#### Record extracts ####
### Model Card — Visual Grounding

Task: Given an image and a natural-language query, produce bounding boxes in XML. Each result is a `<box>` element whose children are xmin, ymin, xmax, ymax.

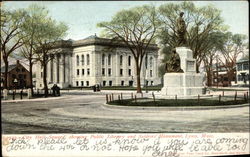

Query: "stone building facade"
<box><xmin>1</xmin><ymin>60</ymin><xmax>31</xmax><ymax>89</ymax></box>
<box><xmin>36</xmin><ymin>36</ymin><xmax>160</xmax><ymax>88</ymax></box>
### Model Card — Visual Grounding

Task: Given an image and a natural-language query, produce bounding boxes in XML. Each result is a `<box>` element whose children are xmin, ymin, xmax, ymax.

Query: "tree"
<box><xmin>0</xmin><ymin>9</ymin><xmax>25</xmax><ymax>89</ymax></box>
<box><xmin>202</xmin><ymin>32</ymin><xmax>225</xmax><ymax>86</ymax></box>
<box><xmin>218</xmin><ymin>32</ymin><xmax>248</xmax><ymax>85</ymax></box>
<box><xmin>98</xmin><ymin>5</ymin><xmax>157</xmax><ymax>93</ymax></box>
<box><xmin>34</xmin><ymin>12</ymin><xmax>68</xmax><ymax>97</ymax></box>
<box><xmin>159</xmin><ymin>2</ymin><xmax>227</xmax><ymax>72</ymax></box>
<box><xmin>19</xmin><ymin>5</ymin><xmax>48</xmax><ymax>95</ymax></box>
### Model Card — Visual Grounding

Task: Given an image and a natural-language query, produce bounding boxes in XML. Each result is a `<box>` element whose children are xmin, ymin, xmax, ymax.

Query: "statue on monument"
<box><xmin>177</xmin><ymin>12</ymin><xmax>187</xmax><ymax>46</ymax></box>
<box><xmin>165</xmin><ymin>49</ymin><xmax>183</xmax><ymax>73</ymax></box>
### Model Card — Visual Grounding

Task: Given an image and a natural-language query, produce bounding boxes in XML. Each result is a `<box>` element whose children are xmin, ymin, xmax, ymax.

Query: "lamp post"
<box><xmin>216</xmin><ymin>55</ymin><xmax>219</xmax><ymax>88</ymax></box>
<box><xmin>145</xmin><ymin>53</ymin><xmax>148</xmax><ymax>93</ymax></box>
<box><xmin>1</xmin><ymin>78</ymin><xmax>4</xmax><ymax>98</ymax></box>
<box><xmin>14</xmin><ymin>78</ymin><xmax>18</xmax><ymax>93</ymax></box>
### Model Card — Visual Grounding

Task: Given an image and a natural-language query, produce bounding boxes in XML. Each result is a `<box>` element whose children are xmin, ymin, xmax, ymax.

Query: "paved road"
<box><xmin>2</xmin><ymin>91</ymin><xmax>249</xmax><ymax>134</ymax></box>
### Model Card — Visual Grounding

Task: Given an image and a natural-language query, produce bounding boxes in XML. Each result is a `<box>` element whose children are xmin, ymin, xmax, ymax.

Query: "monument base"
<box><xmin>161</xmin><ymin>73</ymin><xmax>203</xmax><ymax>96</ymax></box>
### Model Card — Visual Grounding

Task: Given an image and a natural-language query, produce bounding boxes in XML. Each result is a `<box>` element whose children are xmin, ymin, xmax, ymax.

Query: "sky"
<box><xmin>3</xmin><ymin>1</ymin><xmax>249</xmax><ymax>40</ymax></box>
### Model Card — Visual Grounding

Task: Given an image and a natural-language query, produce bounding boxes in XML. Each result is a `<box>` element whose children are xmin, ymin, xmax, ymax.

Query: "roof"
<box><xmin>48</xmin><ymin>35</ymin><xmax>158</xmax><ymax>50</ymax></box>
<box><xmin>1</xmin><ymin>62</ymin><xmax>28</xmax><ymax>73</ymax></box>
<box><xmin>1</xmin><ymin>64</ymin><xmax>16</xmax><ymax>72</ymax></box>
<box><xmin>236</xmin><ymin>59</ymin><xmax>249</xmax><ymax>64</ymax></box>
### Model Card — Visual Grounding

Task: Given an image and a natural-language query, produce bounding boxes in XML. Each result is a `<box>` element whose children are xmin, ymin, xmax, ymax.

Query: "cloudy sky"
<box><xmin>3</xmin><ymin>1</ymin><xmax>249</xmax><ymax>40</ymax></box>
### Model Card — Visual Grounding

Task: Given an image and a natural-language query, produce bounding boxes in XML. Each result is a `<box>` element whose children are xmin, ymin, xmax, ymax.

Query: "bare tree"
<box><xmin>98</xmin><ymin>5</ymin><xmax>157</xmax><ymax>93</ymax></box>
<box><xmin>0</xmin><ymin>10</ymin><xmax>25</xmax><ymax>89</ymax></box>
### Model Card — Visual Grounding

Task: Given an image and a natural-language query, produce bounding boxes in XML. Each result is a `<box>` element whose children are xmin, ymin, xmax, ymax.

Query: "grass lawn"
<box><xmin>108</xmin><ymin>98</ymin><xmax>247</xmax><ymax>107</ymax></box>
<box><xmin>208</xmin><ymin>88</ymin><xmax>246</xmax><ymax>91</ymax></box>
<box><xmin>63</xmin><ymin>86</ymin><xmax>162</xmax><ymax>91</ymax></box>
####
#### Record extracts ####
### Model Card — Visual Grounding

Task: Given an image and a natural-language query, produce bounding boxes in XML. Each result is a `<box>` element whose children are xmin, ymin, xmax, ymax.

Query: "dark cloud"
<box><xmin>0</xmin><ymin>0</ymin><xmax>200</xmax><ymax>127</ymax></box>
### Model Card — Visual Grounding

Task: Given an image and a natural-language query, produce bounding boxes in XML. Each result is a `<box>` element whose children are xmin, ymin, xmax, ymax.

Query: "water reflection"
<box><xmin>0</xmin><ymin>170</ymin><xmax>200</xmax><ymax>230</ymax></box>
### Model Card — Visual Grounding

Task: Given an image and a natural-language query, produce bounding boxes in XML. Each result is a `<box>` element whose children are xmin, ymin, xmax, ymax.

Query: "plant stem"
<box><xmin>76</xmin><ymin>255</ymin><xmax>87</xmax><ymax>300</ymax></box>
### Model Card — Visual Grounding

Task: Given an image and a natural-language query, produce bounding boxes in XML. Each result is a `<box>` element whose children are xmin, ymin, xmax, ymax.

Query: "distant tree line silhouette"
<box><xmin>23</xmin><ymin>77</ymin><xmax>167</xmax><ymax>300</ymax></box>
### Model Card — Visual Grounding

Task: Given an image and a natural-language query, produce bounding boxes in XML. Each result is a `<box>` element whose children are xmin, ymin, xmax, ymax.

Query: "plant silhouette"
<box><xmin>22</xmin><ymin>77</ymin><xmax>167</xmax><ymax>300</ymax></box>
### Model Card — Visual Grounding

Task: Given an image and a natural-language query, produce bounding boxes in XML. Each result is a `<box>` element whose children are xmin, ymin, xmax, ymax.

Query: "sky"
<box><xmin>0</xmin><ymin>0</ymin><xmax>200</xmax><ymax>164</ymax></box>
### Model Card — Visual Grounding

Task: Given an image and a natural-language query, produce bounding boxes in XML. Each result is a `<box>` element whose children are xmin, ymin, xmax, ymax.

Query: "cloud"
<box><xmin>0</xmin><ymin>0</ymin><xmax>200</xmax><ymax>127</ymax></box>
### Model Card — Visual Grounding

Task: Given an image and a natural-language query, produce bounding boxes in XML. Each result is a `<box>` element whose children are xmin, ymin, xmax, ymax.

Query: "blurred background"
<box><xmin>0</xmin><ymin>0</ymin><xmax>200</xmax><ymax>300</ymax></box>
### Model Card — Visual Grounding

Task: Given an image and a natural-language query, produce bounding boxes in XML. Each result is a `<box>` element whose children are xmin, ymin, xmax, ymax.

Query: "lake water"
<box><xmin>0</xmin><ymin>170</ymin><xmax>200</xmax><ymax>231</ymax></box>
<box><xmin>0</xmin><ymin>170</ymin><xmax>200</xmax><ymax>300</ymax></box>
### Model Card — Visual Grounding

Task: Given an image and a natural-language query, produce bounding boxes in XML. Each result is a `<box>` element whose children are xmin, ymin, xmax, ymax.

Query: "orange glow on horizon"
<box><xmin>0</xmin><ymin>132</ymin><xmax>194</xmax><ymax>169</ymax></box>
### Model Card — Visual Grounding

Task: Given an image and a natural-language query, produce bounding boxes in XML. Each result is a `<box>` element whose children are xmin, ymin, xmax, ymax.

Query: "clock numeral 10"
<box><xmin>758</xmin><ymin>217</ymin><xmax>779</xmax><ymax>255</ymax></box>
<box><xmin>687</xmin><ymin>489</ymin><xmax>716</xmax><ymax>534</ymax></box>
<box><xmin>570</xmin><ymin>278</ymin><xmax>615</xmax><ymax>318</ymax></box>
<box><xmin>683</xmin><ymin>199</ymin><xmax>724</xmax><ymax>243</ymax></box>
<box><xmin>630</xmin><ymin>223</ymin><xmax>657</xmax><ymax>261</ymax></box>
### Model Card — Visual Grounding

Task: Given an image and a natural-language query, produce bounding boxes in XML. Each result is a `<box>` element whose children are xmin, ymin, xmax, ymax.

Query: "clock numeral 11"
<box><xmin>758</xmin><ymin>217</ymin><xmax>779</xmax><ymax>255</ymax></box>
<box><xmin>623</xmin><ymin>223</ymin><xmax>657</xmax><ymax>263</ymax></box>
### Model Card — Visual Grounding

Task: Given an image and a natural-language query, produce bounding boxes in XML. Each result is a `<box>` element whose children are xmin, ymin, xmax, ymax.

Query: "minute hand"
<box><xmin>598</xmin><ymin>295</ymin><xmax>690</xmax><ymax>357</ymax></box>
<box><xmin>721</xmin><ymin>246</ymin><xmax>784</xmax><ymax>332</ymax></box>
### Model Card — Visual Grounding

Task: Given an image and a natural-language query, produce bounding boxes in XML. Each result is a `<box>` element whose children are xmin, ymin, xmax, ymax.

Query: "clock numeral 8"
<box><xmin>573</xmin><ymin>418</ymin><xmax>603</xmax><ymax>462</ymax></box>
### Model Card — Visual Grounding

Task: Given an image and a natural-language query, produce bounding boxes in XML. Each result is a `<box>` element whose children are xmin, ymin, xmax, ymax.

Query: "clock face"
####
Task prompt ▸ Count the lines of the material that contain the string "numeral". Reply with the number alone.

Reply to the task ▸ 3